> Stated task A:
Answer these questions using the biography of Ashlei Sharpe Chestnut below.
(i) In which city was she raised?
(ii) Which character does she play in Chicago Med?
(iii) What was her major at Northwest School of the Arts?

> Document section:
— Start —
- Born: Gainesville, Florida
- Education: University of North Carolina, Greensboro (BFA)
- Occupations: Actress, writer
- Years active: 2014–present
- Father: Charles S. Chestnut IV

= Ashlei Sharpe Chestnut =

American Broadway, film, and television actress

Ashlei Sharpe Chestnut is an American actress and writer who has worked on Broadway, film and television. She is best known for her roles as Ensign Sidney La Forge in the third season of Star Trek: Picard (2023) and Doctor Naomi Howard in Chicago Med.

==Early life==
Ashlei Sharpe Chestnut was born in Gainesville, Florida to Leslie Sharpe Chestnut and Charles S. Chestnut IV and was raised in Charlotte, North Carolina. Chestnut attended Northwest School of the Arts with a major in Theatre and a minor in Dance. In 2015, she graduated with a Bachelor of Fine Arts in Acting from The University of North Carolina at Greensboro's School of Music, Theatre and Dance.
— End —
Photo object pointing rows
— Start —
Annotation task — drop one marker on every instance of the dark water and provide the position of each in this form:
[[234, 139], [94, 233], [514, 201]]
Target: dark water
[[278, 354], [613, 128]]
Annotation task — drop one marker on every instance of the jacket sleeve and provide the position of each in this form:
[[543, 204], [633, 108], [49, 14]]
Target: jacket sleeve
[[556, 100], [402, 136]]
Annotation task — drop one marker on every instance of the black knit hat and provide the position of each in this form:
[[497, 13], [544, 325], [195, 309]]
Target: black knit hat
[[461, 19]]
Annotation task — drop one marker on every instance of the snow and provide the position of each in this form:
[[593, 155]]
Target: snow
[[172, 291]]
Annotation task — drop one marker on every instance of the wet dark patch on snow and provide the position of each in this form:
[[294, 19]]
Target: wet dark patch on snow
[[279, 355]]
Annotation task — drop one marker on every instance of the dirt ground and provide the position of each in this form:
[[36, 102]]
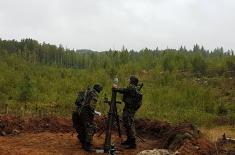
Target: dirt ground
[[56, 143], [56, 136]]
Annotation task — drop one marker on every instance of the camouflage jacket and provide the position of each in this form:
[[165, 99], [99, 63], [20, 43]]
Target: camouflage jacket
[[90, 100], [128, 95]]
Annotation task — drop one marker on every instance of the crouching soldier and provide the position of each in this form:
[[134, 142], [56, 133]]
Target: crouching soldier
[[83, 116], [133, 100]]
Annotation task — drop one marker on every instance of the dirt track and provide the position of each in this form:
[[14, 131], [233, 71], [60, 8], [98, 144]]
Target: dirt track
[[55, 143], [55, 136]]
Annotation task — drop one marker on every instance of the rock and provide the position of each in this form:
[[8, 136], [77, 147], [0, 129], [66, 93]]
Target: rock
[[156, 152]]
— End —
— Start —
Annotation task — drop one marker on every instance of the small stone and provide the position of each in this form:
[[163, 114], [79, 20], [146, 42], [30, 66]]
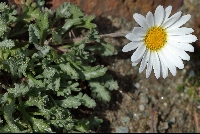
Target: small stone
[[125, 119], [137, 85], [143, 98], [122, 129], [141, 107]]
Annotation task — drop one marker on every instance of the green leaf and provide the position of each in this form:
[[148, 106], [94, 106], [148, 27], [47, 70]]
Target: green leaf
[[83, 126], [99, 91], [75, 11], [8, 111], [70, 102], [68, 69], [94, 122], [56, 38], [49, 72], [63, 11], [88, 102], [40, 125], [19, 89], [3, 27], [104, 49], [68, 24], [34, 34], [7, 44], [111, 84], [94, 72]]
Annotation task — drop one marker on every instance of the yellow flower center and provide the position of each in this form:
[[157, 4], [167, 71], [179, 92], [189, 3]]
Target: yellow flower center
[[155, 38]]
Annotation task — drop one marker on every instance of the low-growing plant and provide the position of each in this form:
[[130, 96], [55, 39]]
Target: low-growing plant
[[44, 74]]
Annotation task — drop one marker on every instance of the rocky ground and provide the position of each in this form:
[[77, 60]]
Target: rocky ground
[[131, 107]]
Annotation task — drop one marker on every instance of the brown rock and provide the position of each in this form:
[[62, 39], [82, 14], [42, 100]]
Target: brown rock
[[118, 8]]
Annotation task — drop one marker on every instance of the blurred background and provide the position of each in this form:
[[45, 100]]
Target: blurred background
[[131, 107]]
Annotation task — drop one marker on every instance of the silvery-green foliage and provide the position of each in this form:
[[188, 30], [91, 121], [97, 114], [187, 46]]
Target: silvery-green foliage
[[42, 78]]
— End —
> Stated task B:
Render the photo pointing rows, from the line that contains "of the dark" to the line that contains "[[156, 152]]", as a JSON list of strings with one string per line, skipping blank lines and leaving out the pictures.

> Exercise result A:
(i) Charlotte, North Carolina
(ii) Doctor Naomi Howard
(iii) Theatre

> Exercise result B:
[
  "Annotation task — drop one marker on every instance of the dark water and provide the position of each in this form:",
  "[[234, 139], [94, 233], [514, 201]]",
  "Target: dark water",
  "[[278, 354], [613, 128]]",
  "Annotation task — drop one marker on every instance of the jacket sleeve and provide the position of each in this form:",
  "[[543, 204], [633, 108], [49, 14]]",
  "Target: jacket sleeve",
  "[[556, 100], [402, 136]]",
  "Annotation task — drop one marker on every instance of the black knit hat and provide the position of each in this form:",
  "[[497, 13], [544, 325], [195, 309]]",
  "Target: black knit hat",
  "[[461, 19]]",
  "Annotation task — drop one marker on every instance of the snow and provide the position of each in this form:",
  "[[593, 155]]",
  "Target: snow",
  "[[172, 291]]",
  "Annotation task — drop one marker on every instance of the wet dark patch on snow and provide the position of each in this form:",
  "[[294, 19]]",
  "Target: wet dark patch on snow",
  "[[279, 355]]",
  "Annotation task — drop one marker on every instance of the dirt ground and provide the position of each in this form:",
  "[[36, 102]]",
  "Target: dirt ground",
  "[[56, 143], [56, 136]]",
  "Annotation task — drop one marker on every instance of the camouflage jacket and provide the position of each in this form:",
  "[[165, 99], [99, 63], [20, 43]]",
  "Target: camouflage jacket",
  "[[90, 100], [128, 95]]",
  "Annotation task — drop one marker on every instance of the crouching soldier and provide the position of each in this form:",
  "[[134, 142], [56, 133]]",
  "Target: crouching soldier",
  "[[83, 116], [133, 100]]",
  "Annotation task — drop one marker on every instance of the dirt track and provide the position of each in this form:",
  "[[14, 131], [233, 71], [60, 8], [98, 144]]",
  "Target: dirt track",
  "[[55, 143], [55, 136]]",
  "Annotation task — drop one marker on every instance of the rock and provide the position of each in this form:",
  "[[8, 136], [77, 147], [0, 129], [66, 93]]",
  "Target: rock",
  "[[156, 152]]"
]